╭──
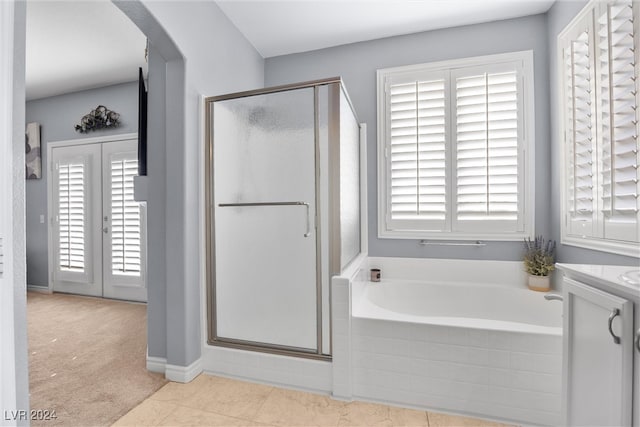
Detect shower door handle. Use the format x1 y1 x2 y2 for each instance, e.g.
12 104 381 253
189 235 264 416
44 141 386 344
218 202 311 237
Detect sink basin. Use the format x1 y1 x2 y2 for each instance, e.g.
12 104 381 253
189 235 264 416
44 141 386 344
620 270 640 286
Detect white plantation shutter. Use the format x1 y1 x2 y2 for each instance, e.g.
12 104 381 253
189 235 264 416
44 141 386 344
378 52 533 240
597 1 639 241
559 0 640 257
454 70 519 227
563 25 596 236
111 159 142 276
57 162 86 273
388 79 446 231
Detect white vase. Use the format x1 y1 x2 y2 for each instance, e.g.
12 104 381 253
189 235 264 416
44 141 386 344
529 275 551 292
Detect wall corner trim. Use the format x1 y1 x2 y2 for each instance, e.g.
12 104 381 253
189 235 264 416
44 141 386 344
147 356 167 374
164 359 202 383
27 284 53 294
147 355 203 383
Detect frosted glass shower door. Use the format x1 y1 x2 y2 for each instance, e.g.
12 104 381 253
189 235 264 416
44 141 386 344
212 88 318 352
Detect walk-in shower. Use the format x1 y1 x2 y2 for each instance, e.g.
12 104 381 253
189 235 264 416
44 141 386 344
206 78 361 359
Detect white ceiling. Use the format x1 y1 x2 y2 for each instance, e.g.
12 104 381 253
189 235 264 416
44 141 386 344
215 0 554 58
25 0 554 99
25 0 146 100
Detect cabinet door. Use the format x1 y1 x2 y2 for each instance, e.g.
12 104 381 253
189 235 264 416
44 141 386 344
563 278 633 426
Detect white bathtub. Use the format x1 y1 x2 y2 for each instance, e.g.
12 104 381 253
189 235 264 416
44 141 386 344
353 280 562 335
351 280 562 425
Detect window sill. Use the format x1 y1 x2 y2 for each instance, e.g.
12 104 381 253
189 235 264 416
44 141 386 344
560 236 640 258
378 230 533 242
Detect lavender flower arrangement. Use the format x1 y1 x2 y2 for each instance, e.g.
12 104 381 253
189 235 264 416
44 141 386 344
524 236 556 276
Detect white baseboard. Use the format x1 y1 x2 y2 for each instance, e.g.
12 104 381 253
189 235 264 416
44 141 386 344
164 359 202 383
27 285 53 294
147 356 202 383
147 356 167 374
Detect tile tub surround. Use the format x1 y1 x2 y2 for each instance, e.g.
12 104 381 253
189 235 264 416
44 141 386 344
349 258 562 425
352 318 562 425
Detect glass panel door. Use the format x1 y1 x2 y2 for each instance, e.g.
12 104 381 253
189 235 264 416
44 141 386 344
102 140 147 301
213 88 318 352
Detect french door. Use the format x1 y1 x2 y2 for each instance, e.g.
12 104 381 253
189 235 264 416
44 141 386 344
52 139 147 301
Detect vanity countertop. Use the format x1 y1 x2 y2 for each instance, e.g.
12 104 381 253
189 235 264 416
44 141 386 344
556 263 640 298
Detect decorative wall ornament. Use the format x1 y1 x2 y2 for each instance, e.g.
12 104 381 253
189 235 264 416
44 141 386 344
75 105 120 133
25 122 42 179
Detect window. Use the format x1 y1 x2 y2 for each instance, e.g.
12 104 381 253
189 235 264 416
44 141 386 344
558 0 640 257
378 52 534 240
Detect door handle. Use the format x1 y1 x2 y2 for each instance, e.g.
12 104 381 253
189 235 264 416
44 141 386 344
609 308 620 344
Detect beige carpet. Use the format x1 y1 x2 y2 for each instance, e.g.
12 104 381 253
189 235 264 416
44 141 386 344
27 292 167 426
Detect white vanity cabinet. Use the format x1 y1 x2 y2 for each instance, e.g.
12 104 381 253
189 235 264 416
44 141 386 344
558 264 640 427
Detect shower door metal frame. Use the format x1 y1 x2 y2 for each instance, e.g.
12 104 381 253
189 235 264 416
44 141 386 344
205 77 344 360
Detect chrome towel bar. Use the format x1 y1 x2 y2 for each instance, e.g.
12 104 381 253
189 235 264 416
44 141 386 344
218 202 311 237
419 240 487 247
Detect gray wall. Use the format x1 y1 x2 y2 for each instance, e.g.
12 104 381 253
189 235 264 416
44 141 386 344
12 1 29 426
116 0 264 366
26 82 138 286
265 15 551 260
547 0 638 265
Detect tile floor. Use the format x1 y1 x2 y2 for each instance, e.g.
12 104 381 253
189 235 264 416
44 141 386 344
114 375 506 427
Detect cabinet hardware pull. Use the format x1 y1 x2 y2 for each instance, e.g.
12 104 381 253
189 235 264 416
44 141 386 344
609 308 620 344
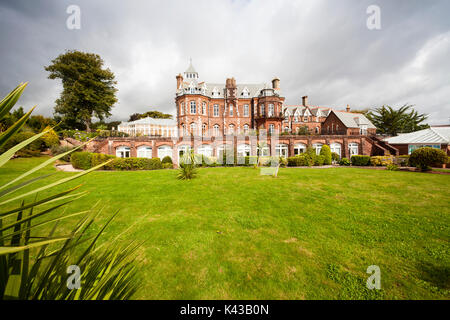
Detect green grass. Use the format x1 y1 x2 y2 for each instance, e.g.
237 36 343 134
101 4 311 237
0 158 450 299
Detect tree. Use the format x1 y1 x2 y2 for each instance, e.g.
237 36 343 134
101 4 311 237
45 50 117 131
128 110 172 122
366 104 429 136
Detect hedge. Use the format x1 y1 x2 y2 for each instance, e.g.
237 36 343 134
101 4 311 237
409 147 448 171
320 144 332 165
104 158 163 171
350 155 370 166
70 152 163 170
370 156 395 167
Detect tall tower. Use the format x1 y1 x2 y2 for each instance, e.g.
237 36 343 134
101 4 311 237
184 58 198 81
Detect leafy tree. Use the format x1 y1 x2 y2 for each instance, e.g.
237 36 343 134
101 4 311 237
45 50 117 131
366 104 429 136
320 144 331 165
128 110 172 121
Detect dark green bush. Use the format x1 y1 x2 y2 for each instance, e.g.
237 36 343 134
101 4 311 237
0 131 43 158
91 153 116 168
314 155 325 166
161 156 173 164
395 155 409 167
320 144 332 165
104 158 162 171
70 151 92 170
409 147 448 171
50 145 73 162
351 155 370 166
331 152 341 162
339 158 350 166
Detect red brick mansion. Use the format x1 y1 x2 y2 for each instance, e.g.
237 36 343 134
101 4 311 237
90 63 398 163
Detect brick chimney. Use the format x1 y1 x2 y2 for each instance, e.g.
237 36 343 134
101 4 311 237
176 73 183 90
272 77 280 90
302 96 308 107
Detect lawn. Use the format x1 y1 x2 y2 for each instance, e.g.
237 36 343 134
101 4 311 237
0 158 450 299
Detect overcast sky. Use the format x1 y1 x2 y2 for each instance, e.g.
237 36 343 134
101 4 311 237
0 0 450 124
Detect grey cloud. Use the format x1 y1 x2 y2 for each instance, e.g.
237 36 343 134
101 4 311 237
0 0 450 123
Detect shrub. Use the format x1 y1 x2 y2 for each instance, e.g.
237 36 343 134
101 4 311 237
331 152 341 162
161 156 173 164
50 145 73 162
162 162 173 169
41 127 59 148
350 155 370 166
314 155 325 166
320 144 332 165
70 151 92 170
91 153 116 167
386 163 398 171
104 158 162 171
409 147 448 171
279 157 288 168
0 131 42 158
177 154 197 180
339 158 350 166
395 155 409 167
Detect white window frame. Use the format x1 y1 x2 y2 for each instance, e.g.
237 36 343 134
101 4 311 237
313 143 323 155
275 143 289 158
158 145 172 160
116 146 131 158
244 104 250 117
294 143 306 155
137 146 152 158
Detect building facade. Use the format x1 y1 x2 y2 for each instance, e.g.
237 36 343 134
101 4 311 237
89 63 398 163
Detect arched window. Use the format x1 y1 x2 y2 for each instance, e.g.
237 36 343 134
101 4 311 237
330 142 342 158
158 146 172 160
191 101 197 114
202 102 206 116
137 146 152 158
202 123 206 136
257 146 270 157
237 144 251 157
214 124 220 137
116 146 130 158
244 104 248 117
213 104 219 117
313 143 322 155
269 104 275 117
191 122 197 135
275 143 288 158
348 142 359 157
269 123 275 134
178 145 191 159
197 144 212 157
294 143 306 155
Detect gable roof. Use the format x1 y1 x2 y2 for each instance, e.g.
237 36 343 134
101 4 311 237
330 110 376 129
384 126 450 144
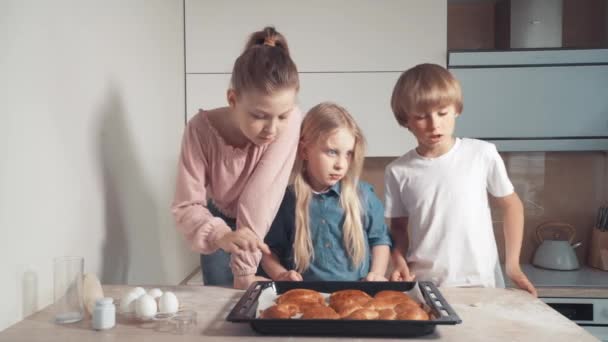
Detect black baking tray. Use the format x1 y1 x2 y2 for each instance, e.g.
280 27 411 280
226 281 462 337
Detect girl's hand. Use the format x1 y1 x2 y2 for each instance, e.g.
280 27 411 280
391 266 416 281
275 270 304 281
507 265 538 297
363 272 388 281
215 228 270 254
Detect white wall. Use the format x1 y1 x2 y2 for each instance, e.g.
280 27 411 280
511 0 563 48
185 0 447 156
0 0 198 330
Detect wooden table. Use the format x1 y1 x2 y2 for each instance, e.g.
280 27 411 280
0 286 597 342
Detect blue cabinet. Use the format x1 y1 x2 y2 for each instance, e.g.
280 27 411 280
448 49 608 151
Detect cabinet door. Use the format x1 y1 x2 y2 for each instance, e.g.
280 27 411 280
╰──
OBJECTIVE: Echo the records above word for word, from their start up to and including the line containing "206 78 361 359". Leave the pictures out of your answer.

RESPONSE BELOW:
Detect shower door handle. Use the format x1 y1 x2 y2 for each instance, e.g.
12 104 381 253
189 235 264 416
44 141 386 344
218 202 311 237
Detect sink basin. Use the format x1 y1 x2 y2 for each instance, e.g.
12 104 381 253
189 235 264 416
44 141 386 344
620 270 640 286
Detect white plantation shutter. Use the format x1 y1 x2 y2 for each instance, e.g.
12 104 381 253
189 235 264 416
44 141 386 344
378 52 533 240
597 1 639 241
559 0 640 257
454 70 519 227
563 25 596 236
111 159 142 276
57 162 86 273
388 79 446 231
Detect white vase. Use the format x1 y1 x2 y2 for each instance, e.g.
12 104 381 253
189 235 264 416
44 141 386 344
529 275 551 292
Detect wall corner trim. Use the format x1 y1 x2 y2 for each instance, e.g.
12 104 381 253
189 235 264 416
44 141 386 344
147 356 167 374
164 359 202 383
27 284 53 294
147 355 203 383
Detect frosted glass shower door. Use the format x1 y1 x2 y2 for each instance, e.g.
12 104 381 253
189 235 264 416
44 141 386 344
212 88 318 352
Detect walk-in shower. Use the format x1 y1 x2 y2 for each instance, e.g.
12 104 381 253
189 235 264 416
44 141 386 344
206 78 361 359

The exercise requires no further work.